Most of the film is spent watching one man having all the hope crushed out of him while being gaslit that he’s ‘doing the right thing’; this is what gives it its grit, and makes it a film for adults. But of course George Bailey does realise his dreams. He just doesn’t know it. He dreams of planning ‘modern cities’ and he goes on to build Bailey Park. His dreams focus on the form of infrastructure while his life’s work fulfills its purpose: improving lives.
THIRTEEN
There is a CRASH of cans and bottles, then:
UNCLE BILLY'S VOICE
I'm all right. I'm all right.
This tiny bit of knockabout comedy looks like nothing on the page, but Thomas Mitchell’s delivery makes it unforgettable: ‘I’m al-right! I’m al-right.’
FOURTEEN
MARY
(singing)
”And dance by the light…”

▶ Source records:

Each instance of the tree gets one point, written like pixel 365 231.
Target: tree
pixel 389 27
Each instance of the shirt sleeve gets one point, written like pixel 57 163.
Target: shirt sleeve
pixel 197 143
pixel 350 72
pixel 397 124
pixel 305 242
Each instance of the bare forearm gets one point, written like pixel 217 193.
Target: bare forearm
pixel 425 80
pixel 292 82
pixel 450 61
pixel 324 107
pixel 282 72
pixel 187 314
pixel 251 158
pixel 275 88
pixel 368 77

▶ REQUIREMENTS: Give a continuation of the film commentary about George Bailey, picking up right after its last line.

▶ FINAL RESULT:
GEORGE
What’s the matter? Oh yeah… yeah…
The film’s structure requires George and Mary to get from ‘school reunion’ to ‘married couple with kids’ in a flash. Faced with this problem Goodrich and Hackett could have used a simple childhood-sweethearts narrative, but instead, brilliantly, they make the romance awkward. In this scene Mary has a whole thing planned, but George is in a bad mood; he is sour, she is furious. It is comedy, character development and a believable love story, all tied up in a bow in a few minutes. It's a beautiful piece of work, and Stewart and Donna Reed - whose part was originally intended for Olivia de Havilland - nail it. The sequence on the phone with Sam Wainwright was the first and only take.
FIFTEEN
BERT
Come on, we got to get this up. He's coming.
MAN
Who?
BERT
The groom, idiot. This is their honeymoon.
MAN
(disgustedly)
What are they – ducks?
Just another great joke.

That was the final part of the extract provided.